TASK STATEMENT —
Filter the records below and copy out each line that contains the string "background", keeping every such line unchanged.

EXERCISE INPUT —
* * *

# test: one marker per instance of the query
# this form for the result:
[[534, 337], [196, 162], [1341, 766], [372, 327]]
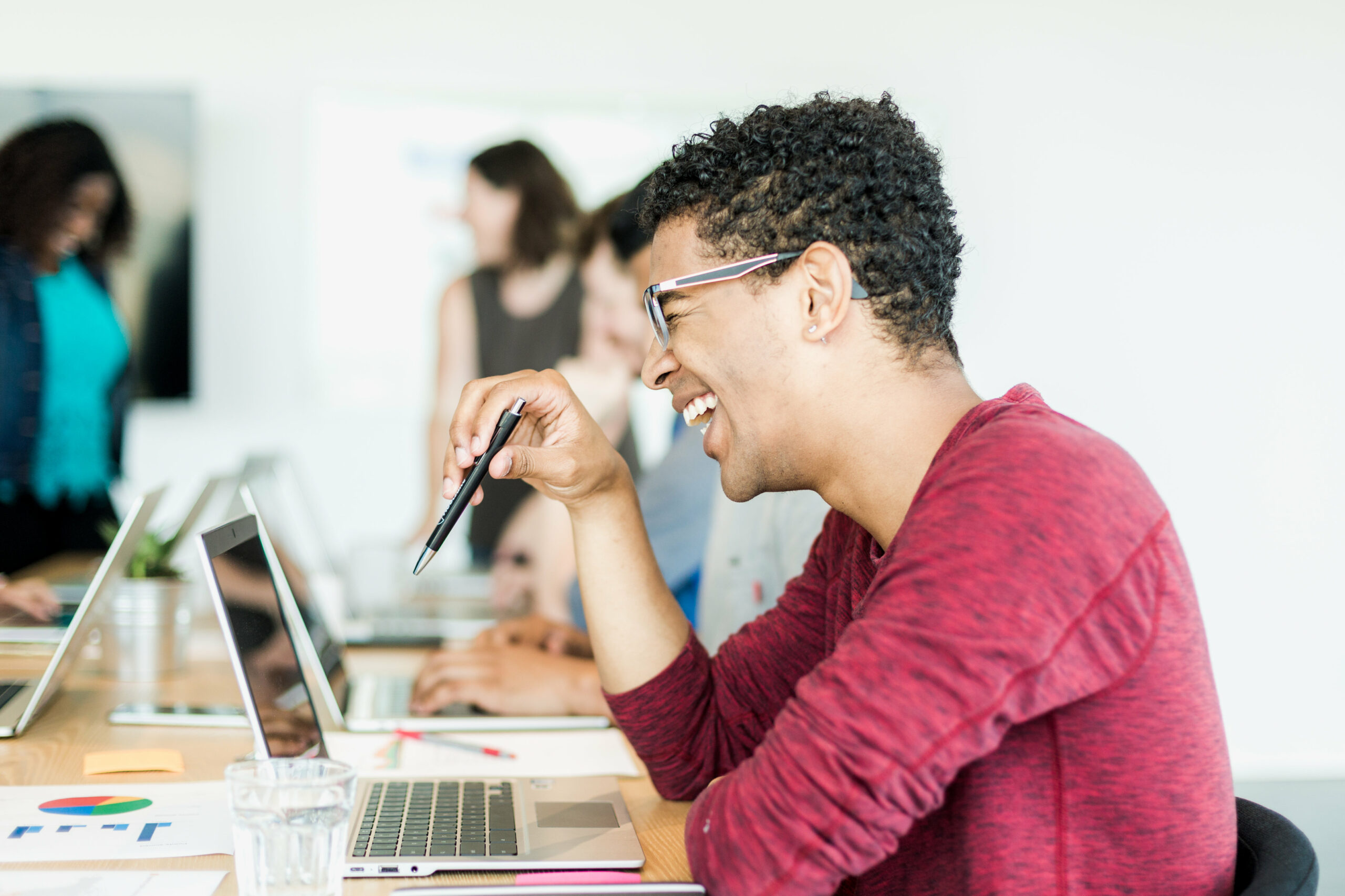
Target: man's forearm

* * *

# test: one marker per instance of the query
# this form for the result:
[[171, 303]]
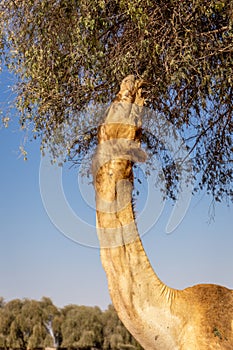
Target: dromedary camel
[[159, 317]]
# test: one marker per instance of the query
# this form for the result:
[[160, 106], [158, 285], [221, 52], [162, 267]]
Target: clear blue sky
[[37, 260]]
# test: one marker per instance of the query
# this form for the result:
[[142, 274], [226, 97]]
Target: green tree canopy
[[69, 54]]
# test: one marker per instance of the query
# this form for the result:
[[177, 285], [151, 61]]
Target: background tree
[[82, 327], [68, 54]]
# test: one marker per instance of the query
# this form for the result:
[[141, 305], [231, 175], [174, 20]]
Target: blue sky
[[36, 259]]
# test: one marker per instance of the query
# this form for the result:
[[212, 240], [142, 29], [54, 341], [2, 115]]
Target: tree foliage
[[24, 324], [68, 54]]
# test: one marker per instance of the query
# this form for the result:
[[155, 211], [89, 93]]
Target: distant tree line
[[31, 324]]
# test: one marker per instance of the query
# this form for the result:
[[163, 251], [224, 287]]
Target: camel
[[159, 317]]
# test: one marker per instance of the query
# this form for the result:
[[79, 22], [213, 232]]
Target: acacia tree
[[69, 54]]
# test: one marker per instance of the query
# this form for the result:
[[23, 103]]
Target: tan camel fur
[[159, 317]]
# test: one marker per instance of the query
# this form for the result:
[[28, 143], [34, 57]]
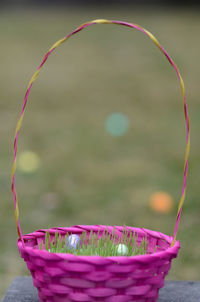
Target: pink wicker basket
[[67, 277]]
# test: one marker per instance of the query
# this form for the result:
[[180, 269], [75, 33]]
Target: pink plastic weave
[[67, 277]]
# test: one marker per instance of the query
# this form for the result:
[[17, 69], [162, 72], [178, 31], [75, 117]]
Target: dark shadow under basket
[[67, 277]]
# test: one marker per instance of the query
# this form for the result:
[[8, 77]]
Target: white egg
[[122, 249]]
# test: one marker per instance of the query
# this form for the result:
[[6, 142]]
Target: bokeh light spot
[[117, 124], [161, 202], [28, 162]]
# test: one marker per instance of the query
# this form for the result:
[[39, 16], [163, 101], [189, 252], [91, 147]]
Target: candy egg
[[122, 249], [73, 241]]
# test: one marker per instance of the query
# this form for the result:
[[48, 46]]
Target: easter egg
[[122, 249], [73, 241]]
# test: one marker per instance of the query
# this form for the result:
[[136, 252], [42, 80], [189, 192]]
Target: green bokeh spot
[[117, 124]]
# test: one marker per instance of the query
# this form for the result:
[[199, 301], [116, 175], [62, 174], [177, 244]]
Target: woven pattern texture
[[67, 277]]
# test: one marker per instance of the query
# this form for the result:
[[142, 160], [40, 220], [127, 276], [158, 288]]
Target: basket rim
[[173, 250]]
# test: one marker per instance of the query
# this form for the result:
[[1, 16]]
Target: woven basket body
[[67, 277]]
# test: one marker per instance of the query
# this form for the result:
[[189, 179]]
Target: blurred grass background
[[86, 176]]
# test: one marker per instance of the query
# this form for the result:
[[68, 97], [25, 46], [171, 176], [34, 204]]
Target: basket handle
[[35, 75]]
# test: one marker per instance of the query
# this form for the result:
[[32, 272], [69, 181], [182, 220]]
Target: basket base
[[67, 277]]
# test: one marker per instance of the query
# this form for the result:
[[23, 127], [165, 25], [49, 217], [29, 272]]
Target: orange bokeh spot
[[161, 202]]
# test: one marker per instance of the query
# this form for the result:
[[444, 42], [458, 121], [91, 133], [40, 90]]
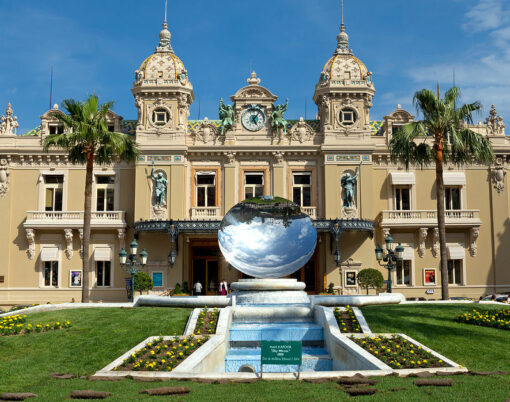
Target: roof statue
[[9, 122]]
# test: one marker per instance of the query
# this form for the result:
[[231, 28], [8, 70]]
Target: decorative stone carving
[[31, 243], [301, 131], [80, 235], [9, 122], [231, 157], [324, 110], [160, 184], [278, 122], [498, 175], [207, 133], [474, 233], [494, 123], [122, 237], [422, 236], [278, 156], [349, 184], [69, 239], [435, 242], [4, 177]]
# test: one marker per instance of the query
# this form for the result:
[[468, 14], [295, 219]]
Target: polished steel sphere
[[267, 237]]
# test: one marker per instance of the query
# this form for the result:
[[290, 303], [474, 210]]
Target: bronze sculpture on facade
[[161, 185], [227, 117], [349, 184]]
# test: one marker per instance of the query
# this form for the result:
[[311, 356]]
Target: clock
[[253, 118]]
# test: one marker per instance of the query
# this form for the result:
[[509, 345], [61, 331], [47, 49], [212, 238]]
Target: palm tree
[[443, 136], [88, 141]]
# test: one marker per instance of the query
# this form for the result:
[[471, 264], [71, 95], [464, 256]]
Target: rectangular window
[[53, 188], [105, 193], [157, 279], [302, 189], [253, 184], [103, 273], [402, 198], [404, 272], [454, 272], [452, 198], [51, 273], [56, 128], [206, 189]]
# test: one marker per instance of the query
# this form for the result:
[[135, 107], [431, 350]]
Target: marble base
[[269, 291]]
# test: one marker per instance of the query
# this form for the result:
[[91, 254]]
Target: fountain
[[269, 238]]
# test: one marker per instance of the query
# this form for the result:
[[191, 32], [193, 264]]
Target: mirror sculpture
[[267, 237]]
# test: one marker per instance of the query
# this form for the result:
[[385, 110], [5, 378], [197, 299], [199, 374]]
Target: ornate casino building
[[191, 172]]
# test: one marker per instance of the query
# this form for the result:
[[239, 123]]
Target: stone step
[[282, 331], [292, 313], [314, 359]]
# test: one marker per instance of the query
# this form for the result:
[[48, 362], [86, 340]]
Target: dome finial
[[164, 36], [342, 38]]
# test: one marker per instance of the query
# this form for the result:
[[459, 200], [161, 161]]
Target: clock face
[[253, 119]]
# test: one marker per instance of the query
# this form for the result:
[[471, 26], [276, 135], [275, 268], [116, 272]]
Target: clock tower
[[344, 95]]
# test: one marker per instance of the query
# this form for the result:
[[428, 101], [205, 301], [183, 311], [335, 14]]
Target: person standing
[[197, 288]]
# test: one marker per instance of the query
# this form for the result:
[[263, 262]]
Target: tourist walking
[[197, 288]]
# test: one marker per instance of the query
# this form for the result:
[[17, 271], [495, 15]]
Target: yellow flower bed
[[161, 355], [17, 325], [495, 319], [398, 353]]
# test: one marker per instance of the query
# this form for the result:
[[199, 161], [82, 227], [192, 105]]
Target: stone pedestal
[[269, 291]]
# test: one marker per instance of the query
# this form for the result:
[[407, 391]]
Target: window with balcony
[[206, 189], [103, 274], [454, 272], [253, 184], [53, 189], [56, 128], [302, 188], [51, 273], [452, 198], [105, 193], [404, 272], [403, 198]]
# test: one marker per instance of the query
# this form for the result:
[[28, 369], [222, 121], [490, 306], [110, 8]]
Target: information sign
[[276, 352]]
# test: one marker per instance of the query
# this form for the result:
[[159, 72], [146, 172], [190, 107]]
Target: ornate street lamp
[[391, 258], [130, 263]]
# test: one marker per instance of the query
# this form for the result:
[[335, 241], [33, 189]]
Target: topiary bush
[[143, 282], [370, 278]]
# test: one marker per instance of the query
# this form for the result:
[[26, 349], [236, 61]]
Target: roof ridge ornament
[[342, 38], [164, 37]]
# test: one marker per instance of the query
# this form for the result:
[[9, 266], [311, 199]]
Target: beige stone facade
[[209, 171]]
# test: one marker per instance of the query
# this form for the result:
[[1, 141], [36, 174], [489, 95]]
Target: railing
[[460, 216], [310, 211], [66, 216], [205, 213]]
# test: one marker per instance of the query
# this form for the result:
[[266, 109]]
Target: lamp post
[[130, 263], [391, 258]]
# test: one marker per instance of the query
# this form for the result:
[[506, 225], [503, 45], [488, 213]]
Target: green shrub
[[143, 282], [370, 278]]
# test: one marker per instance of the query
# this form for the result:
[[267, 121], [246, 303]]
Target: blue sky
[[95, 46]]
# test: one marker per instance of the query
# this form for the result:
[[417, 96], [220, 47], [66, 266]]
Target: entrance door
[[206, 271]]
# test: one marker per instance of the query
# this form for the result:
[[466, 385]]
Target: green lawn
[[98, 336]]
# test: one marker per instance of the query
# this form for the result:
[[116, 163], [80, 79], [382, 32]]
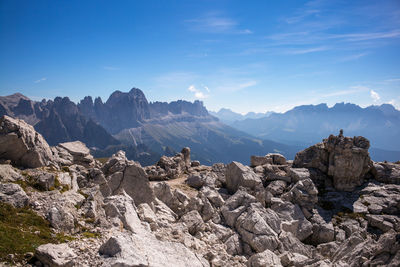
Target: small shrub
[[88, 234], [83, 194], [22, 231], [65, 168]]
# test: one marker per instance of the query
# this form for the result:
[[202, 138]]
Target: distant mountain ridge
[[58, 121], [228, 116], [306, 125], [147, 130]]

* * *

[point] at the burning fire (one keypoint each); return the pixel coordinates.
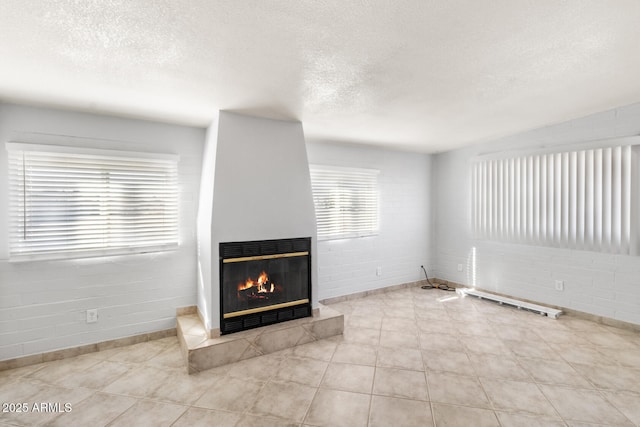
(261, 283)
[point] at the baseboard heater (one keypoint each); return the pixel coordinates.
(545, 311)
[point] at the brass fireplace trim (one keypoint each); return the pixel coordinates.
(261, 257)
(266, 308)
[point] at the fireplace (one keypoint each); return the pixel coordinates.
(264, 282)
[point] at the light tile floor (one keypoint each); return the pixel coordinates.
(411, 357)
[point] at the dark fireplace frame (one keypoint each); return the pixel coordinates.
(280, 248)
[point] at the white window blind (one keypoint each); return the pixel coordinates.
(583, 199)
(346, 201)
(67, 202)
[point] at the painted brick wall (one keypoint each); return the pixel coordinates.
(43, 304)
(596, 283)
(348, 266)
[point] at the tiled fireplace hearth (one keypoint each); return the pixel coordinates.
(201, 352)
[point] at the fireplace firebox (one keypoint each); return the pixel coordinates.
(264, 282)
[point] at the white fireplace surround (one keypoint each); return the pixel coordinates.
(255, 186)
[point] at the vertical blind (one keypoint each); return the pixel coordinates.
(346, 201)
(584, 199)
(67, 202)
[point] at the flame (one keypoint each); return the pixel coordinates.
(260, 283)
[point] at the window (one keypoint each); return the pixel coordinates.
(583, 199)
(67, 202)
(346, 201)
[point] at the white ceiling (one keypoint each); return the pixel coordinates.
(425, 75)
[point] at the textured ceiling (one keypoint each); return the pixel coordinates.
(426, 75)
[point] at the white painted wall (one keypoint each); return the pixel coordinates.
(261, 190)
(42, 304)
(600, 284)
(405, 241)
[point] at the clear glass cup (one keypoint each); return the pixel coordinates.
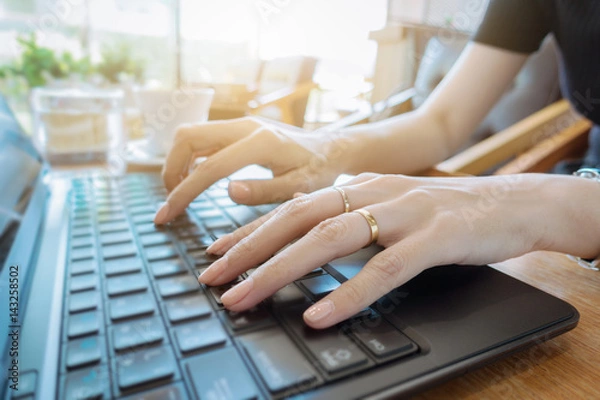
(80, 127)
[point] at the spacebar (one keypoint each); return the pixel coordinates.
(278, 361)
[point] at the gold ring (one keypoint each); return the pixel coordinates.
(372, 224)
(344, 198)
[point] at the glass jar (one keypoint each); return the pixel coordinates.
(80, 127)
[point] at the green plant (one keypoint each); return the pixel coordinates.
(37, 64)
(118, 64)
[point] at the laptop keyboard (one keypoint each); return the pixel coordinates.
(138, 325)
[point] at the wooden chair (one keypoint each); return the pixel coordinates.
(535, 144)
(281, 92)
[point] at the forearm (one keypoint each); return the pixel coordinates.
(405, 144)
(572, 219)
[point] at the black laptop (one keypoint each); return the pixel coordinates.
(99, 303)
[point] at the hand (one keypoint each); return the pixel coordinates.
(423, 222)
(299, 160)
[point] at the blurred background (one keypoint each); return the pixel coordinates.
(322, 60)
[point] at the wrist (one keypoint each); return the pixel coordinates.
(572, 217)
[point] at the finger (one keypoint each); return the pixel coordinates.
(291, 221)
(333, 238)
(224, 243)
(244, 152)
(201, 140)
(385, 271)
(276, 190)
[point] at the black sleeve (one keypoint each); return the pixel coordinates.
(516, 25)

* * *

RESPONSE TO THIS TASK —
Target: background tree
Target: blurred grass background
[point] at the blurred background (one keypoint each); return the pixel coordinates.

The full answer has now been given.